▶ Extracted text
--------------------

[tor-dev] BridgeDB - Bridge Distribution Modifications

Tue May 14 12:37:50 UTC 2013

On Tue, May 14, 2013 at 09:42:47AM +0200, Karsten Loesing wrote:
> On 5/14/13 8:08 AM, Matthew Finkel wrote:
> > Hi all,
> > 
> > Over the last few weeks I've been working with George and Aaron on
> > updating BridgeDB's code with respect to how it handles pluggable
> > transports.
> 
> Hi Matthew,
> 
> I didn't read your proposed BridgeDB changes in detail (sorry!), but I'd
> like to ask for something: can you make sure that the
> bridge-pool-assignments file stays useful when your changes are deployed?
> 
> https://metrics.torproject.org/formats.html#bridgepool
> 
> We're not processing bridge pool assignment files automatically, but
> we'll include them in Atlas once it supports searching for bridges.
> Right now the strings make some sense to bridge operators by giving them
> an idea whether and how BridgeDB distributes their bridge.  If possible,
> this should still be the case in the future.
> 
> Thanks!
> Karsten
> 

Hi Karsten,

Absolutely. To be honest, I don't expect these modifications to impact
that file much, and I see no reason to alter the format of it, but I'll
verify everything remains sane throughout the updates.

Thanks for raising your concern!

Matt

> 
> > I've made some decent progress, but there are some
> > questions that I'd like to ask (because I'm not sure I should be the
> > one making the decision). I've also started updating the spec and
> > there are some parts on which I'd like some clarification. I'll try to
> > summarize the thoughts on the matter we/I have thus far. See [A] if
> > you're unfamiliar with the BridgeDB code/spec/idea.
> > 
> > 1) How should BridgeDB decide the number of transports, and types, it
> >    should hand out?
> > 
> >   - My current patch returns transports based on the ratio of how many
> >     there are compared to the other bridges, so that if we hand out
> >     four bridges and obfs2 bridges account for 3/10 of all running
> >     bridges, then BridgeDB will hand out (4*(3/10)) = 1.2 bridges with
> >     each request, on average.
> >   - I've also added an option into bridgedb.conf to set the (expected)
> >     minimum and maximum number of bridges which support a specific PT
> >     that BridgeDB should hand out per request.
> >   - I have a verification check that tries to force us to meet these
> >     values, however, with its current implementation it's not
> >     guaranteed, only probabilistic. I think this is okay for now.
> >   - So, is this enough? Do we want/need a deterministic method of
> >     supplying bridges with a supported set of transports?
> >   - Another option is to place each transport into its own subring and
> >     select from each of the subrings to ensure we meet the requirement.
> >     The more I've thought about this, the more I think this defeats
> >     the purpose of constructing the rings, though.

--------------------

▶ Information provided
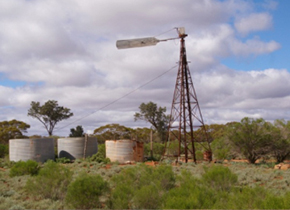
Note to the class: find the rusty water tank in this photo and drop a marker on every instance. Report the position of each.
(124, 150)
(38, 149)
(74, 147)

--------------------

▶ Required tasks
[1] Rewrite the part of the BridgeDB thread that begins at the words "Thanks for raising" and stops after "the BridgeDB code/spec/idea.", using "guidance" in place of "clarification".
[2] Carry on the BridgeDB thread from where it stops.

▶ Task responses
[1]
Thanks for raising your concern!

Matt

> 
> > I've made some decent progress, but there are some
> > questions that I'd like to ask (because I'm not sure I should be the
> > one making the decision). I've also started updating the spec and
> > there are some parts on which I'd like some guidance. I'll try to
> > summarize the thoughts on the matter we/I have thus far. See [A] if
> > you're unfamiliar with the BridgeDB code/spec/idea.

[2]
> >   - Last (for now), if a bridge supports multiple PTs, should we return
> >     all of them to the user or randomly select one or select one with a
> >     bias? We agreed that we really shouldn't do the first because that
> >     would just accelerate the ability of a censor to block more bridges.
> >     The middle option works, but given that many bridges now support
> >     obfs2 and obfs3, is it a good idea to, again, probabilistically
> >     return each type (roughly) half the time?
> > 
> > 2) Should we prefer to distribute PT bridges over regular bridges which
> >    have their ORPort on 443?
> >   - Right now returning ORPorts on 443 is the highest priority and
> >     transports are a secondary best-effort operation.
> > 
> > 3) Unless I incorrectly understand the code, the bridges never rotate.
> >    The bridge interval is set to NoSchedule(), which means it returns
> >    a static time. Is there a reason for this? This is counter to the
> >    spec. Just wondering. :)
> > 
> > 
> > (I had some other points I wanted to raise, but I'm blanking on them
> > now. I think this is a good start, though.)
> > 
> > Please also let me know and correct anything I may have gotten wrong.
> > 
> > Thanks everyone, and thanks to George and Aaron for their help, as well.
> > 
> > - Matt
> > 
> > 
> > 
> > 
> > A. For those who don't know the details of the code, the simplified
> >    version is as follows:
> > 
> >    1) All bridges send their bridge descriptors and misc information
> >       to the Bridge Authority.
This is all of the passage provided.